WRITTEN PROBLEM
Format the records as a two-column CSV with the columns "request" and "answer", one row for each request, putting its text and its answer each in one quoted field with line breaks turned into spaces. Cover only the records from the start through the line containing "pixel 16 11", inclusive.

[Point annotations for photos]
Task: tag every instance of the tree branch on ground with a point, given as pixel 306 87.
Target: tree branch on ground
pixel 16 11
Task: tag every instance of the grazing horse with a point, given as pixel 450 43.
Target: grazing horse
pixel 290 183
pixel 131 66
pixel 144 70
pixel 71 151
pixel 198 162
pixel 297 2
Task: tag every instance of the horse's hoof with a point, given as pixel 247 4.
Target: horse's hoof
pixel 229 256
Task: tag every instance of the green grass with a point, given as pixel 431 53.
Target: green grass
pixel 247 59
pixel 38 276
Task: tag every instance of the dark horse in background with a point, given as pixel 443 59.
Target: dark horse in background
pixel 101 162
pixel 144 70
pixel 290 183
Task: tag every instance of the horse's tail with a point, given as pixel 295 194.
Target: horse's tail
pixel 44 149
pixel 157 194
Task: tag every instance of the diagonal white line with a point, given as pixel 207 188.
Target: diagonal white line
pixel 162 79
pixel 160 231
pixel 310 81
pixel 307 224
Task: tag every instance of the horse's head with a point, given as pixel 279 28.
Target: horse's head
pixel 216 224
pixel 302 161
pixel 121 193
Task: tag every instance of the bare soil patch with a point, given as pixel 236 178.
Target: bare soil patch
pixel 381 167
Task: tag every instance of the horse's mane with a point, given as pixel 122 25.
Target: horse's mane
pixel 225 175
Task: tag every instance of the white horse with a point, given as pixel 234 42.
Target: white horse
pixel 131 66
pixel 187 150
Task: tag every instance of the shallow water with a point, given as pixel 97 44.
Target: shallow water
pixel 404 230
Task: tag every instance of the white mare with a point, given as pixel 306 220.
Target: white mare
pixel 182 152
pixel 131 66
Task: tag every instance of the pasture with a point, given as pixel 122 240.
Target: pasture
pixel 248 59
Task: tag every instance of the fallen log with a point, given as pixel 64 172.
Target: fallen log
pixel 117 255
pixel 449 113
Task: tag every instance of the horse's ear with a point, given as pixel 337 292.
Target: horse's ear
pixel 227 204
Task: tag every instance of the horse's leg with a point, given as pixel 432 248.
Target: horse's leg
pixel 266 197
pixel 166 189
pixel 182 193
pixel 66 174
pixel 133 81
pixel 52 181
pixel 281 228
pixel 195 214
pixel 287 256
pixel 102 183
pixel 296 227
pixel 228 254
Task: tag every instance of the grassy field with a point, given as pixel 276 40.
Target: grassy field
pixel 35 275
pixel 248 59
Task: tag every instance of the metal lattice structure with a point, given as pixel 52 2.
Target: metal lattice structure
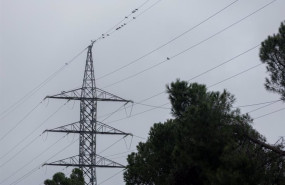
pixel 88 127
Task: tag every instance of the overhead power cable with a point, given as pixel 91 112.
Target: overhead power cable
pixel 27 96
pixel 226 79
pixel 38 167
pixel 269 113
pixel 264 106
pixel 168 42
pixel 111 177
pixel 15 172
pixel 19 122
pixel 23 148
pixel 191 47
pixel 37 88
pixel 112 145
pixel 255 104
pixel 26 175
pixel 201 74
pixel 131 17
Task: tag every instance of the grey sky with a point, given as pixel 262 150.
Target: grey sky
pixel 38 37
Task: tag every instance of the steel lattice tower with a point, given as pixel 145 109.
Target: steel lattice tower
pixel 88 127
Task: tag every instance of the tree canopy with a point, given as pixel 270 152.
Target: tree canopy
pixel 208 142
pixel 272 53
pixel 76 178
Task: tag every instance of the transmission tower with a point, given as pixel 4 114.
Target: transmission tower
pixel 88 127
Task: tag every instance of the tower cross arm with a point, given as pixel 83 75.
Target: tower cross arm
pixel 99 162
pixel 97 95
pixel 100 129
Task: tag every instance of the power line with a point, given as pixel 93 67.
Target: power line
pixel 19 122
pixel 269 113
pixel 37 88
pixel 255 104
pixel 111 177
pixel 201 74
pixel 122 24
pixel 37 168
pixel 14 173
pixel 263 106
pixel 242 72
pixel 168 42
pixel 191 47
pixel 111 145
pixel 23 148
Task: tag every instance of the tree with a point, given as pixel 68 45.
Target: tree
pixel 272 53
pixel 207 142
pixel 76 178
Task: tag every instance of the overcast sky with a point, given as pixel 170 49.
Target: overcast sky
pixel 38 37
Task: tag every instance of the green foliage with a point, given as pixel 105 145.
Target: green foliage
pixel 206 143
pixel 76 178
pixel 272 52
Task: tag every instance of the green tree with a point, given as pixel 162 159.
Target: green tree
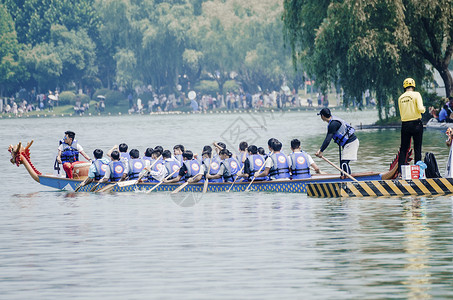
pixel 370 44
pixel 11 67
pixel 44 65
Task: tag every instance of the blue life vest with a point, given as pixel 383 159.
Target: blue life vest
pixel 69 153
pixel 240 156
pixel 299 165
pixel 215 166
pixel 172 166
pixel 136 165
pixel 193 168
pixel 343 133
pixel 124 156
pixel 280 169
pixel 148 158
pixel 116 170
pixel 232 167
pixel 157 167
pixel 256 162
pixel 101 167
pixel 179 158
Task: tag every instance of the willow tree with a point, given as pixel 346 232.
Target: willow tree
pixel 370 44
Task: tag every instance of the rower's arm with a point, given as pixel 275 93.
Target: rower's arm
pixel 264 173
pixel 85 155
pixel 316 168
pixel 331 129
pixel 176 179
pixel 59 156
pixel 194 179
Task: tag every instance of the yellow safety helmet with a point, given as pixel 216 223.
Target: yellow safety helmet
pixel 408 82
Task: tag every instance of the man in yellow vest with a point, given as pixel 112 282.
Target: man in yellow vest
pixel 411 107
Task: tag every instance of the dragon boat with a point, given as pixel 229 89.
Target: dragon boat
pixel 21 156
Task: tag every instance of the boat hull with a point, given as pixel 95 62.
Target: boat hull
pixel 286 186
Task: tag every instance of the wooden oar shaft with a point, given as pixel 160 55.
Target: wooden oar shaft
pixel 235 180
pixel 206 182
pixel 160 182
pixel 336 167
pixel 259 171
pixel 180 187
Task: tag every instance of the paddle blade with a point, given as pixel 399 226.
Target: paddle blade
pixel 106 188
pixel 127 183
pixel 180 188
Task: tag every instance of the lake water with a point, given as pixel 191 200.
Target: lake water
pixel 60 245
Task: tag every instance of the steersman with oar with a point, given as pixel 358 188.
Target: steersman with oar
pixel 343 134
pixel 97 168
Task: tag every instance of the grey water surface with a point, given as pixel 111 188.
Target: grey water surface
pixel 62 245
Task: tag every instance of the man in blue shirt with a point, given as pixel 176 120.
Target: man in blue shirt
pixel 97 169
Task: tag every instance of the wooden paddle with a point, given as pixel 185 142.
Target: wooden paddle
pixel 106 188
pixel 160 182
pixel 94 187
pixel 135 181
pixel 180 187
pixel 82 184
pixel 259 171
pixel 333 165
pixel 235 180
pixel 206 182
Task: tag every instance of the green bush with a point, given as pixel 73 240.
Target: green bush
pixel 66 98
pixel 100 92
pixel 231 86
pixel 207 87
pixel 114 97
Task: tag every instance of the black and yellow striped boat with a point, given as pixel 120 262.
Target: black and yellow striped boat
pixel 376 188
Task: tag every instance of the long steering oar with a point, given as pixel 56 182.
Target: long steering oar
pixel 180 187
pixel 333 165
pixel 135 181
pixel 235 180
pixel 259 171
pixel 82 184
pixel 160 182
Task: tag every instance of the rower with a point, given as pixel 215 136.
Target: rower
pixel 214 161
pixel 276 165
pixel 242 153
pixel 178 150
pixel 68 153
pixel 171 164
pixel 252 164
pixel 166 165
pixel 206 158
pixel 228 167
pixel 158 166
pixel 116 170
pixel 97 168
pixel 135 164
pixel 343 134
pixel 148 157
pixel 299 162
pixel 123 152
pixel 189 168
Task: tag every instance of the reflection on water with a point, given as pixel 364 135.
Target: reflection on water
pixel 417 246
pixel 59 245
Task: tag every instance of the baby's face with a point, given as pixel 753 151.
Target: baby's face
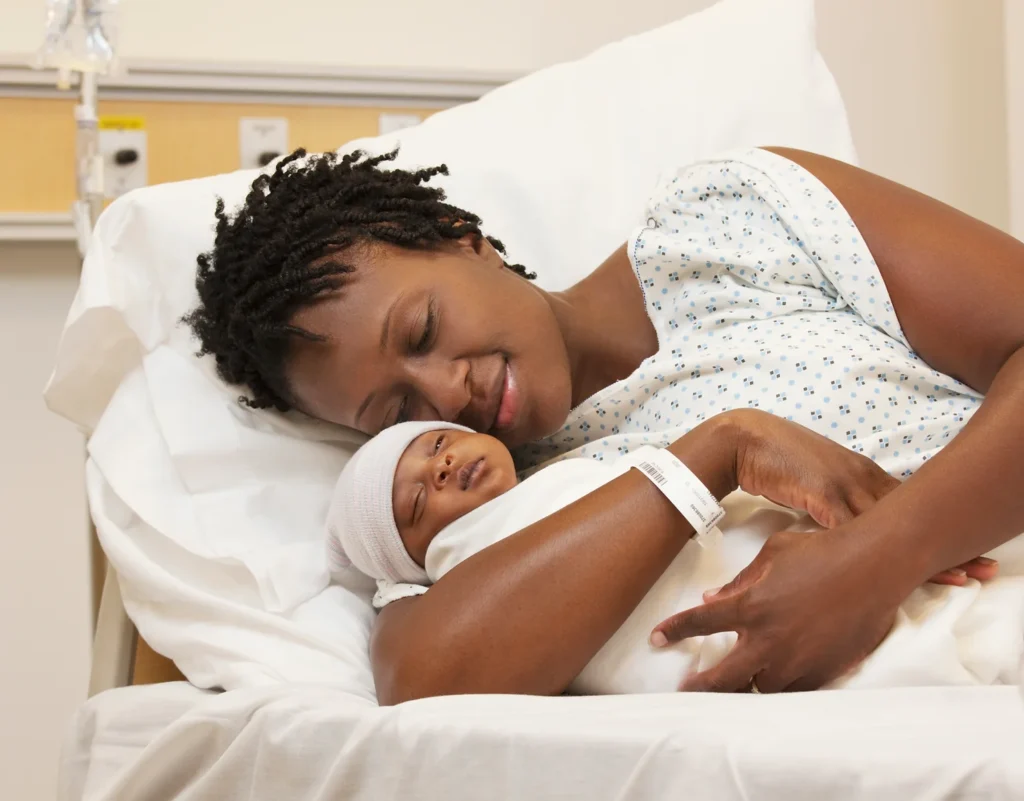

REPLY TO THE EXERCISE
request,answer
"Task: tag every instance of the tree branch on ground with a point, given as pixel 306 87. Target: tree branch on ground","pixel 16 11"